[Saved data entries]

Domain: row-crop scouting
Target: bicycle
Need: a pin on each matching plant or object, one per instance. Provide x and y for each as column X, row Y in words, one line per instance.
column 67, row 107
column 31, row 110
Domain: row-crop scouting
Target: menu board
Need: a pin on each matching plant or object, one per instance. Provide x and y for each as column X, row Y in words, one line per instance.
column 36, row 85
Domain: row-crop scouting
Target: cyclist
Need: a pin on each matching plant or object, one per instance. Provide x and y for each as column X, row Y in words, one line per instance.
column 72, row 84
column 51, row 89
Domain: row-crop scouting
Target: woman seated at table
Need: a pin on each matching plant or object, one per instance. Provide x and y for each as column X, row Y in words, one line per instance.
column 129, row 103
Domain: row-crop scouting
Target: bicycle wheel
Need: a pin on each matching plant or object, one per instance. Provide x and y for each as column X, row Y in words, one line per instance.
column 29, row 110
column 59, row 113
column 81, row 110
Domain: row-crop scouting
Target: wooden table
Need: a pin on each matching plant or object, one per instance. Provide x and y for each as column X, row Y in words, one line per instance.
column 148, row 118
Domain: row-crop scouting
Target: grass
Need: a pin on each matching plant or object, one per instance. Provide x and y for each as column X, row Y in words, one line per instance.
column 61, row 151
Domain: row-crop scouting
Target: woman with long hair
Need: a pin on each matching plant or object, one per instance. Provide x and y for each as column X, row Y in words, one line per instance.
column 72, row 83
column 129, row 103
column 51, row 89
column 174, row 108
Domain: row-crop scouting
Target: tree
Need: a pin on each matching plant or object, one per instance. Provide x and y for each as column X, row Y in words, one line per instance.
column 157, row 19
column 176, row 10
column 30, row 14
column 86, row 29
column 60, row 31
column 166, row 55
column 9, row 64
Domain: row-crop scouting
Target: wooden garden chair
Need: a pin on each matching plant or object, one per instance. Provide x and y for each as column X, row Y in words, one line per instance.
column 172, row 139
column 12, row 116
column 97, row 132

### Work to complete
Using the entries above, find all lines with "wooden". Copy them.

### Answer to the exercise
Target: wooden table
Target: wooden garden chair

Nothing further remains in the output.